━━━ RECORD EXCERPTS
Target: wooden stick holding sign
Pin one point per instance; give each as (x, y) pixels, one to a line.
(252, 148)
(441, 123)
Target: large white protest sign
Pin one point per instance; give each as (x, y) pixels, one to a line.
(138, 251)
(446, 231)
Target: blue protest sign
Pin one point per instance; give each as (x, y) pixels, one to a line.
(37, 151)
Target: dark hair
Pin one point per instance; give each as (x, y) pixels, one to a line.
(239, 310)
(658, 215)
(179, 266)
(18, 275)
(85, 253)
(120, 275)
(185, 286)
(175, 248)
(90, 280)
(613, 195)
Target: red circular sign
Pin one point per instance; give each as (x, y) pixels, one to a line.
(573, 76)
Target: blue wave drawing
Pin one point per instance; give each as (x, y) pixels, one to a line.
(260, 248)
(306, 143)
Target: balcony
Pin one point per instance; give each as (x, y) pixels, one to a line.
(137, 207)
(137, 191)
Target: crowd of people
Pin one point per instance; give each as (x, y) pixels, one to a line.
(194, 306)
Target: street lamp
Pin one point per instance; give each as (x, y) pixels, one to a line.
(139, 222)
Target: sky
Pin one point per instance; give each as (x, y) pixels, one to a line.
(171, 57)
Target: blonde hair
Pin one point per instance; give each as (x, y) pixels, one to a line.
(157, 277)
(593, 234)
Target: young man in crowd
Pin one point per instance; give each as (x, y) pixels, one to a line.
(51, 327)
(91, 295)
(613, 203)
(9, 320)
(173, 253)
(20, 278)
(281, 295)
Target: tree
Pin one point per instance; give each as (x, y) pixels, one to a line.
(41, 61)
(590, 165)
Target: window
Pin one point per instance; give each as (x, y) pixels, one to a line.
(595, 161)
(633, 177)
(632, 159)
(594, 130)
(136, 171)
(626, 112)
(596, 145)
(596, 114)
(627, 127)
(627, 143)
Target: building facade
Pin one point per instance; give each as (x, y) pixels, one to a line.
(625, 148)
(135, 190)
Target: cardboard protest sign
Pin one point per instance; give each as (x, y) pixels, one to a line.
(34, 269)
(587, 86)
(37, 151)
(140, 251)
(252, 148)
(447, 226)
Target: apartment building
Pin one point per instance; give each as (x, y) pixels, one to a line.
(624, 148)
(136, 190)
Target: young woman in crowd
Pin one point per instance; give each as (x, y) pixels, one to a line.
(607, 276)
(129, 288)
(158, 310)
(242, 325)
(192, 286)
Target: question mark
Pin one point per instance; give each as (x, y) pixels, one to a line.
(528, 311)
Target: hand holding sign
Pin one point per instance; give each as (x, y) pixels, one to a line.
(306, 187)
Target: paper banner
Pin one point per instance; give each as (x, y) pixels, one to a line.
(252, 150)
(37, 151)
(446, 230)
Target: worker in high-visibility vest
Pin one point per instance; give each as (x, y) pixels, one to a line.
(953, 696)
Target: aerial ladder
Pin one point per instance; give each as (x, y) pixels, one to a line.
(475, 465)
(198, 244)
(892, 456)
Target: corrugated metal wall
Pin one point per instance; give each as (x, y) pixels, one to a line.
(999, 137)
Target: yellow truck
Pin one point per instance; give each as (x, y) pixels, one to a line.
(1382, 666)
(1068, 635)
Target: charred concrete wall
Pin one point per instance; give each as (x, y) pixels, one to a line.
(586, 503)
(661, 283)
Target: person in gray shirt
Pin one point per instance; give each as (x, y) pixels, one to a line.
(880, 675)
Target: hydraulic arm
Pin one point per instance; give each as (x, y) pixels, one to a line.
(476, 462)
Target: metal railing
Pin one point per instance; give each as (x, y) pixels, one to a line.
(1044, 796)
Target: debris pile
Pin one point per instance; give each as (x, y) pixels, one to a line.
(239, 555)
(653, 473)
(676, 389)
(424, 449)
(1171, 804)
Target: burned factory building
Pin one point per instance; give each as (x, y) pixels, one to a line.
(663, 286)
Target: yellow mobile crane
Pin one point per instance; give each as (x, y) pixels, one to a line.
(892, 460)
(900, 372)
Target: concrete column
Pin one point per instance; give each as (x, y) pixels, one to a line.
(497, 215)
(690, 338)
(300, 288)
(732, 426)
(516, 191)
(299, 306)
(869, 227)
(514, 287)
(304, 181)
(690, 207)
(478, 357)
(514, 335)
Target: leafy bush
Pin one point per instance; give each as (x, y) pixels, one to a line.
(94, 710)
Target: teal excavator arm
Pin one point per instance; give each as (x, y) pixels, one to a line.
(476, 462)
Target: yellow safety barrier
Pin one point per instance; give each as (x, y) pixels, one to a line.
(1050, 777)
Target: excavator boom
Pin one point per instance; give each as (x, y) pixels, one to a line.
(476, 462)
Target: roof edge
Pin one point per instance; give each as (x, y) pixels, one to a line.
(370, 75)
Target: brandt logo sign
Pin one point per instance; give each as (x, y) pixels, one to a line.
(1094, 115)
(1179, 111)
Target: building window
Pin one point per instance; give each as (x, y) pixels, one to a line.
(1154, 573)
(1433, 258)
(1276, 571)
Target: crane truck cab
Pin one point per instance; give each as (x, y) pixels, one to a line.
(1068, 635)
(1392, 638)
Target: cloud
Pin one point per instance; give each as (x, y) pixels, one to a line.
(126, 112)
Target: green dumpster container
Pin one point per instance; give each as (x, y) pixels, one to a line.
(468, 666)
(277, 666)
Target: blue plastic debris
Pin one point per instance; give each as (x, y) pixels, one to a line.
━━━━━━
• _TASK GOAL_:
Return every line of the material above without any change, from the first line through the last.

• _SOLUTION FOR THIS EXERCISE_:
Target: wooden stick holding sign
Pin one point per instance; give each as (x, y) pixels, one to a line.
(252, 148)
(441, 123)
Target: large white protest sign
Pin one point per instance; give each as (x, y) pixels, one to a line.
(138, 251)
(446, 231)
Target: blue protest sign
Pin one point per instance; give each as (x, y) pixels, one to a line.
(37, 151)
Target: dark hair
Pin one point per instance; give each as (x, y) pixels, one to a line.
(239, 310)
(658, 215)
(179, 266)
(18, 275)
(85, 253)
(120, 275)
(185, 286)
(175, 248)
(90, 280)
(613, 195)
Target: red circular sign
Pin one point per instance; give each as (x, y) pixels, one to a line.
(573, 76)
Target: blue wave drawing
Pin one point per instance; give each as (x, y) pixels, one to a line.
(260, 248)
(306, 143)
Target: balcony
Pin one point per instance; give each as (x, y) pixels, one to a line.
(137, 207)
(137, 191)
Target: crowd of people
Pin one point per instance; give each as (x, y) pixels, one to a line.
(194, 306)
Target: street lamp
Pin one point per instance; give each as (x, y) pixels, one to a line.
(139, 222)
Target: sky
Pin one point per instance; give each as (x, y) pixels, one to a line.
(171, 57)
Target: blonde hair
Pin one point per instance; give each as (x, y) pixels, one to a line.
(157, 277)
(593, 234)
Target: young man in crowd
Pin one point per instance; give each as (x, y) pixels, one to a line.
(51, 327)
(91, 295)
(613, 203)
(9, 320)
(173, 253)
(20, 278)
(281, 295)
Target: tree
Pin one point per instance; give each as (x, y) pixels, one to a line.
(41, 61)
(590, 165)
Target: window
Pin one point per instance; give each as (x, y) pixels, one to a line.
(595, 161)
(633, 177)
(632, 159)
(594, 130)
(136, 171)
(626, 112)
(596, 145)
(596, 114)
(627, 127)
(627, 143)
Target: building facade
Pin one point per instance; give each as (x, y) pixels, one to a line.
(625, 148)
(135, 190)
Target: cardboard protest sign
Pin one point per instance; give each as (x, y) pixels, one to a line.
(34, 269)
(587, 86)
(37, 151)
(140, 251)
(252, 148)
(447, 226)
Target: apartment building
Pin one point per instance; give each as (x, y) pixels, one to a line.
(624, 148)
(136, 190)
Target: young woman in crowd
Pin one point per instance; give each as (x, y) pixels, one to a line.
(607, 276)
(129, 288)
(158, 310)
(242, 325)
(192, 286)
Target: question mark
Pin one point per instance; give each as (x, y) pixels, one to a line.
(528, 311)
Target: hand holding sign
Pin one point per instance; give each as (x, y) pixels, one to a line.
(306, 187)
Target: paper banner
Pin one point per instance; give each as (x, y) pixels, one to a line.
(252, 150)
(37, 151)
(446, 230)
Target: worker in high-visibility vest
Pin one point per instance; give each as (x, y) pixels, one to a line.
(953, 696)
Target: aerial ladder
Pin one point per instance; give each as (x, y) pixels, one to a line.
(475, 465)
(198, 244)
(892, 456)
Target: corrugated metal wall
Pin one point per instance; give each as (x, y) pixels, one to a line.
(999, 137)
Target: yellow truck
Pin one point per instance; give each as (x, y) pixels, one to a line.
(1382, 666)
(1068, 635)
Target: charred concrete wall
Pin one point per instance; give each as (x, y) pixels, one to a line.
(586, 503)
(661, 283)
Target: person in gray shirt
Pin one point per instance; give each as (x, y) pixels, one to a line.
(880, 675)
Target: hydraulic arm
Pin one point per instance; give each as (x, y) pixels, one to a line.
(476, 462)
Target: metal railing
Pin one point per instance; give each as (x, y) pixels, one to a line.
(1044, 796)
Target: debris pile
Pin one point per instance; give each as (x, y) pixels, one to a line.
(239, 555)
(653, 473)
(676, 389)
(424, 449)
(1171, 804)
Target: burned factory building
Pin one point per instance; give each as (x, y) pixels, one to a line.
(663, 286)
Target: yellow mobile crane
Pin one point per instance; give each as (x, y) pixels, one to a line.
(892, 460)
(900, 372)
Target: concrete column
Pin one point per instance; give each as (x, y) pixels, one to a line.
(497, 215)
(690, 338)
(300, 288)
(732, 426)
(516, 191)
(299, 306)
(869, 227)
(514, 287)
(304, 181)
(690, 207)
(478, 357)
(514, 335)
Target: leafy bush
Pin one point per instance; give each as (x, y) pixels, one to a line.
(94, 710)
Target: teal excavator arm
Pin one point per instance; give each as (x, y) pixels, one to a line.
(476, 462)
Target: yellow safety barrier
Pin one point per instance; give each as (x, y) pixels, one to a line.
(1050, 777)
Target: excavator boom
Pin one point per instance; give each as (x, y) pixels, one to a line.
(476, 462)
Target: roof edge
Pin one point per instance; give each as (x, y) pixels, one to a line.
(370, 75)
Target: brandt logo sign
Pin one point per instance; give each as (x, y) pixels, one to a line.
(1094, 115)
(1179, 111)
Target: building window
Pin one point per instance; give each as (x, y) pixels, one to a line.
(1154, 573)
(1433, 258)
(1276, 571)
Target: crane truck cab
Pin one point per instance; give each as (x, y) pixels, one to a line.
(1068, 635)
(1392, 638)
Target: cloud
Pin one point per instance; give each as (x, y) pixels, one to a line.
(126, 112)
Target: green dumpster container
Pin one point per instance; give each as (x, y) pixels, one to a line.
(468, 666)
(277, 666)
Target: blue plastic debris
Pin one point per instance; give each as (x, y) pixels, one to a line.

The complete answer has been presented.